━━━ Fonte

Il motivo è infondato.

La Corte, d'appello ha invero accertato che il ricorrente ha omesso di versare sin dal 1982, e per i due anni successavi, le quote sociali, le spese di manutenzione ordinaria e straordinaria dell'immobile e le quote di spettanza sul mutuo concesso alla Cooperativa dalla Cassa di Risparmio.

Si è trattato dunque - come sottolineato nella sentenza impugnata - di una morosità totale e permanente, tale da integrare per se stessa la gravità dell'inadempimento cui l'art. 2286 c.c., subordina la possibilità di esclusione del socio, non potendosi dubitare che il venir meno del contributo del socio per un tempo così lungo e per un'entità così coesistente, sia idoneo ad incidere sulla sopravvivenza stessa della società ed a ledere il rapporto fiduciario, tra cooperativa ed il socio. Tale valutazione del giudice del merito appare conforme a diritto e, in ogni caso, implica un accertamento di fatto insuscettibile di sindacato in sede di legittimità; nè il ricorrente - deducendo la mancanza di prova in ordine alla sussistenza delle spese straordinarie, che rappresentano peraltro solo una voce tra quelle il cui inadempimento è stato ad esso imputato ha investito di specifica censura il passo della sentenza impugnata in cui la Corte d'appello ha ritenuto "pacifico, perchè mai contestato", il mancato pagamento anche di tali spese.

Con il secondo motivo il ricorrente ha dedotto violazione e falsa applicazione dell'art. 2531 c.c., (già art. 2354 c.c.).

In relazione all'art. 360 c.p.c., n. 3 per avere la Corte d'appello trascurato di considerare che ai sensi dell'art. 2531 c.c., (cui corrisponde l'art. 2524 c.c., nel testo in vigore prima della riforma di cui al D.Lgs. n. 6 del 2003) l'esclusione del socio non può essere disposta se non previa intimazione di adempimento da parte degli amministratori della cooperativa.

Il motivo è infondato, posto che l'art. 2524 c.c., (al pari di quanto stabilito attualmente dall'art. 2531 c.c.) faceva riferimento il solo pagamento "delle quote o delle azioni sottoscritte", mentre nella specie l'esclusione è stata disposta (anche) a causa del mancato versamento delle spese di manutenzione ordinaria e straordinaria dell'immobile e delle quote di spettanza del mutuo, con conseguente applicabilità dell'art. 2286 c.c., cui il ricordato art. 2527 c.c., rinviava per inadempimenti diversi da quello contemplato nell'art. 2524 c.c..

━━━━━━
━━━ Dati registrati

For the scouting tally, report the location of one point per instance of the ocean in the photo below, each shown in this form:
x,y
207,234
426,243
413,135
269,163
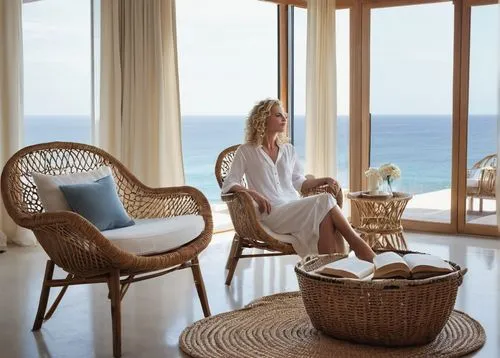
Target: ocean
x,y
420,145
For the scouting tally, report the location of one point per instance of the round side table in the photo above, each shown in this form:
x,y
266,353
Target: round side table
x,y
381,219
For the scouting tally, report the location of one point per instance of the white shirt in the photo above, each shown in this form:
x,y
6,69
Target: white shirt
x,y
279,182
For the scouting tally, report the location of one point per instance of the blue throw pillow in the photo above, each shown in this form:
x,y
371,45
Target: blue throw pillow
x,y
98,202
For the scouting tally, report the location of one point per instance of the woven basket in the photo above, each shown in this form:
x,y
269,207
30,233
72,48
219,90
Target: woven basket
x,y
393,312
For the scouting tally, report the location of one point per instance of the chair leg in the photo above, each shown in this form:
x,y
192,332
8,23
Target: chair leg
x,y
234,261
114,292
234,246
44,295
200,286
58,299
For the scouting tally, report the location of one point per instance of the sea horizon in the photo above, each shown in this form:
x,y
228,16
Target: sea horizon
x,y
419,144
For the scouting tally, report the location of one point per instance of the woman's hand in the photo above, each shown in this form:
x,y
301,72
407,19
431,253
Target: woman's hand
x,y
262,202
329,181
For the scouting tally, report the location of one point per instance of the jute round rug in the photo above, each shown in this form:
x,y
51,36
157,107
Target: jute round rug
x,y
278,326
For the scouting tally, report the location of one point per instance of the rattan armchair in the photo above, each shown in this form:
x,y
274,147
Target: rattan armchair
x,y
78,247
249,232
481,180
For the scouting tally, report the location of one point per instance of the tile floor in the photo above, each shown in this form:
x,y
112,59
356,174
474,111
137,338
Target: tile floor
x,y
156,311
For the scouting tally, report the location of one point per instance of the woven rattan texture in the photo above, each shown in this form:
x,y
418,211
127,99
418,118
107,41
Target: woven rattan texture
x,y
278,326
242,211
71,241
387,312
380,220
487,180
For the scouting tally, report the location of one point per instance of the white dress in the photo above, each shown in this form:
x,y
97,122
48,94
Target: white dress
x,y
280,183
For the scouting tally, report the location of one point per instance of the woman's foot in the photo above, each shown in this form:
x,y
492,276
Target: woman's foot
x,y
364,252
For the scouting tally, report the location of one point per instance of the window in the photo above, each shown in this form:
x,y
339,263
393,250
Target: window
x,y
57,71
482,119
227,62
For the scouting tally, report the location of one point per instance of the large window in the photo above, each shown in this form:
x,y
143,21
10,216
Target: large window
x,y
227,62
411,79
482,119
57,71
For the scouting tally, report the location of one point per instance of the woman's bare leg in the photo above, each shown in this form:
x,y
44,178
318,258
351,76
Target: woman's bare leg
x,y
326,236
329,241
360,247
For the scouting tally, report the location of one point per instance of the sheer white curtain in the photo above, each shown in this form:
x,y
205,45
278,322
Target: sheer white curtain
x,y
321,91
140,119
11,106
498,157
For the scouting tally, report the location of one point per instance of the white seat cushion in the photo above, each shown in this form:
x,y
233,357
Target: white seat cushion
x,y
150,236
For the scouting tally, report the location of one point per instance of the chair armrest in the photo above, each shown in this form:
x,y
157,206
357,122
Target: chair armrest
x,y
334,190
74,244
247,225
487,183
168,202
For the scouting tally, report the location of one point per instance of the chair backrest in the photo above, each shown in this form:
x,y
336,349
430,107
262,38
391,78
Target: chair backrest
x,y
55,158
223,163
488,161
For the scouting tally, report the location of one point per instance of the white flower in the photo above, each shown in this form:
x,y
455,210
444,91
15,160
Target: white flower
x,y
373,172
389,171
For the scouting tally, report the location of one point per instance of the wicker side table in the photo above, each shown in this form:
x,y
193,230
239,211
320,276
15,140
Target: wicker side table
x,y
381,219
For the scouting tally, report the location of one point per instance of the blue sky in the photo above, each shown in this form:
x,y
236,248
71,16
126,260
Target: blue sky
x,y
228,56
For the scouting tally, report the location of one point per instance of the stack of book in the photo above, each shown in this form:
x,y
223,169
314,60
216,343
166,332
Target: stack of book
x,y
387,265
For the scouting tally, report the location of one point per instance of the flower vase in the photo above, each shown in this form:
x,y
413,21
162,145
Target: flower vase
x,y
388,186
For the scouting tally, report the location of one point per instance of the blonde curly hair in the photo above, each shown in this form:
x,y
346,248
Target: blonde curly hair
x,y
257,122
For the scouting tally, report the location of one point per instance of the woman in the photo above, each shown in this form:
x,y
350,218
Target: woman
x,y
275,176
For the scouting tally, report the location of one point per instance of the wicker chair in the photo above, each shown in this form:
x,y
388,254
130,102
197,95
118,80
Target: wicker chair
x,y
481,179
249,233
78,247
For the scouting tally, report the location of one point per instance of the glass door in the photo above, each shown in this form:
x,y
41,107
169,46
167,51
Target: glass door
x,y
411,104
480,94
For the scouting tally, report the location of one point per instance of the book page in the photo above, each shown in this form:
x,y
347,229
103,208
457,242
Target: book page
x,y
426,263
390,264
349,267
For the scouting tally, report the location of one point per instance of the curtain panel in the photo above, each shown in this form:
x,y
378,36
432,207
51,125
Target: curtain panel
x,y
11,107
140,120
321,92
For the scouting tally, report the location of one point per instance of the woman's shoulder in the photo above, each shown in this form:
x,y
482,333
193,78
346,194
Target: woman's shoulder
x,y
288,147
247,147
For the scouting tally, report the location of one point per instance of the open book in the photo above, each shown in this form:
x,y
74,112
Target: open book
x,y
387,265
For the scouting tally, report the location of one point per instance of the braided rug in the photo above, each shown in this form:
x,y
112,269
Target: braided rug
x,y
278,326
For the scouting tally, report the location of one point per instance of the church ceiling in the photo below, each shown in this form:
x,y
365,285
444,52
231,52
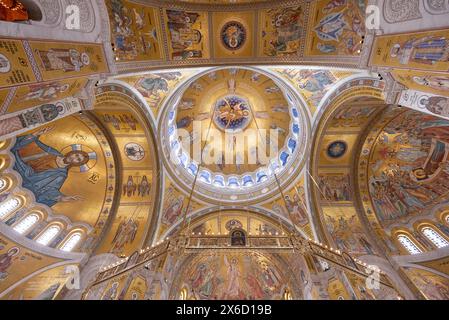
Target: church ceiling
x,y
185,34
68,138
140,176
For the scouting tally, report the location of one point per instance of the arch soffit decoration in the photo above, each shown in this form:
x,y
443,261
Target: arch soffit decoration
x,y
356,86
140,106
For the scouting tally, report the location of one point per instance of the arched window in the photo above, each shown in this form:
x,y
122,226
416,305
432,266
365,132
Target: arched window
x,y
9,206
434,237
183,294
24,225
408,244
71,243
2,184
48,235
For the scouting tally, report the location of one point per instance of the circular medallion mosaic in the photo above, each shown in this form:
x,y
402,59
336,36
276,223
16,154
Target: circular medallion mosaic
x,y
337,149
233,35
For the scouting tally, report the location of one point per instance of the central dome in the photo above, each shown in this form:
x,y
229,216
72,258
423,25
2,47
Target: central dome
x,y
232,113
250,127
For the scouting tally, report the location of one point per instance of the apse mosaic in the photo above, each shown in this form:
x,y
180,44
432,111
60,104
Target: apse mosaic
x,y
408,175
242,276
338,28
222,223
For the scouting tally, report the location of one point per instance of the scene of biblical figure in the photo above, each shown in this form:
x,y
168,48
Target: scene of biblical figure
x,y
432,286
135,31
338,27
155,87
313,84
228,276
282,30
410,170
420,50
346,230
186,30
44,169
233,35
60,60
335,187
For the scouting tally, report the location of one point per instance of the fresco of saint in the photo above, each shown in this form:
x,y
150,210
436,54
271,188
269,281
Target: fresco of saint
x,y
424,50
44,169
63,59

━━━━━━

#### Compito proposto 1
Ricopia parola per parola il brano sull'esclusione del socio dalla cooperativa, da "Il motivo è infondato." fino a "Cassa di Risparmio." compreso.
#### Compito proposto 2
Individua nelle registrazioni tutte le righe che contengono la parola "mosaic" e copiale. Maiuscole e minuscole contano.

#### Risultato corretto 1
Il motivo è infondato.

La Corte, d'appello ha invero accertato che il ricorrente ha omesso di versare sin dal 1982, e per i due anni successavi, le quote sociali, le spese di manutenzione ordinaria e straordinaria dell'immobile e le quote di spettanza sul mutuo concesso alla Cooperativa dalla Cassa di Risparmio.

#### Risultato corretto 2
For the scouting tally, report the location of one point per instance of the circular medallion mosaic in the photo above, each shown in this form:
Target: circular medallion mosaic
For the scouting tally, report the location of one point per instance of the apse mosaic in the photo above, each shown in this form:
Target: apse mosaic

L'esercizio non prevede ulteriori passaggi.